Record list »
━━━━

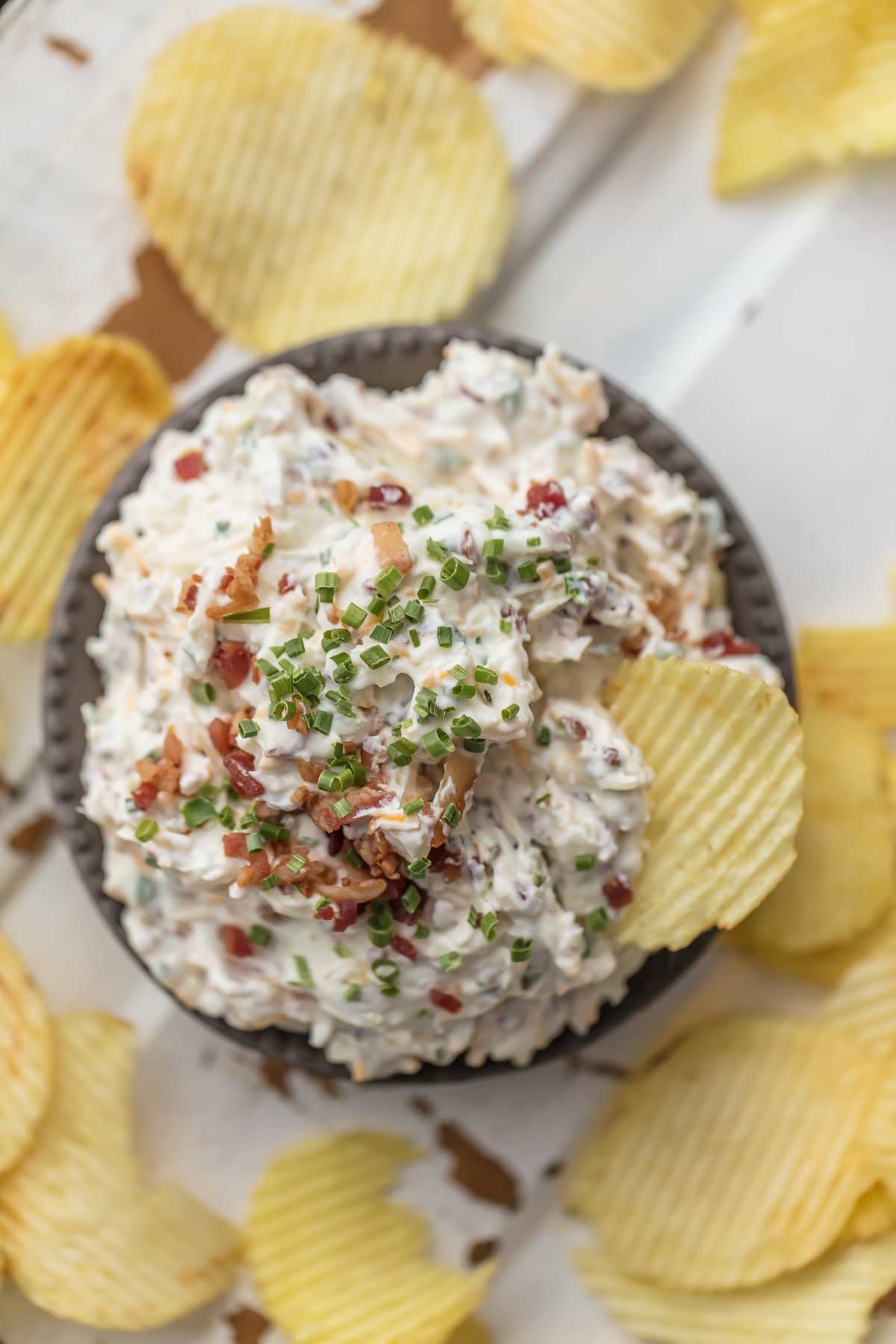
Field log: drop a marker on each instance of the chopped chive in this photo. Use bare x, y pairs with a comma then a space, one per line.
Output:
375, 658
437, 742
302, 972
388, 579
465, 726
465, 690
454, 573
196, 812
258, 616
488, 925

━━━━

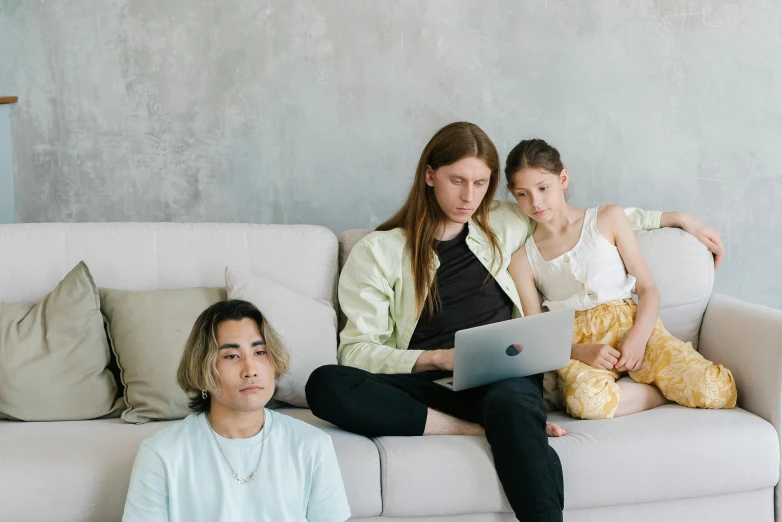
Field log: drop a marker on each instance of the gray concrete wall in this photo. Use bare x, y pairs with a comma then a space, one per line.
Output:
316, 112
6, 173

━━━━

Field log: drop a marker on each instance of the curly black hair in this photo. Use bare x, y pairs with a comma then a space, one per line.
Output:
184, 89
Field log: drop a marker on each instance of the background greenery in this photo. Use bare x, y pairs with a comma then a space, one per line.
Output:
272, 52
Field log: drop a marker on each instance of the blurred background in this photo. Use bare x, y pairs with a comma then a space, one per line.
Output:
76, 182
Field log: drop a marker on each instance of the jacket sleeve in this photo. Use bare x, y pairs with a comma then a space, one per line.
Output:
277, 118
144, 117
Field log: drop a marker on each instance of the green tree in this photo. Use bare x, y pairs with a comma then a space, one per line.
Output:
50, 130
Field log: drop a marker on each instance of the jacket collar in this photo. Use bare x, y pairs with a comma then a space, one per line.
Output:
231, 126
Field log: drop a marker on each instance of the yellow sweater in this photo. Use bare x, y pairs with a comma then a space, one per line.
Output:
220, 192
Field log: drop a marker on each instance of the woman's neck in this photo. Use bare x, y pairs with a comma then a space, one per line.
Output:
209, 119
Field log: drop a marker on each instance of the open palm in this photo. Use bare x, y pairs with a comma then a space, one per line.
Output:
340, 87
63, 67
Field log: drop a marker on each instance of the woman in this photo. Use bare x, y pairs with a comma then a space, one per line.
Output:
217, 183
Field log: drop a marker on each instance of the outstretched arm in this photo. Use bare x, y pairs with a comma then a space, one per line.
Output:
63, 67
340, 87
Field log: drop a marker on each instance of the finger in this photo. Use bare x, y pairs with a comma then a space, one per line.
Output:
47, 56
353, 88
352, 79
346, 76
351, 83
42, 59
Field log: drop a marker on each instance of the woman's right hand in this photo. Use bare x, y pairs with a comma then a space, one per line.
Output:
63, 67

━━━━

Exercise description » Tally the lines of the listing above that include the string "woman", counting only matches with the same capitalization. Reply with that number alone.

Result of the exercise » 3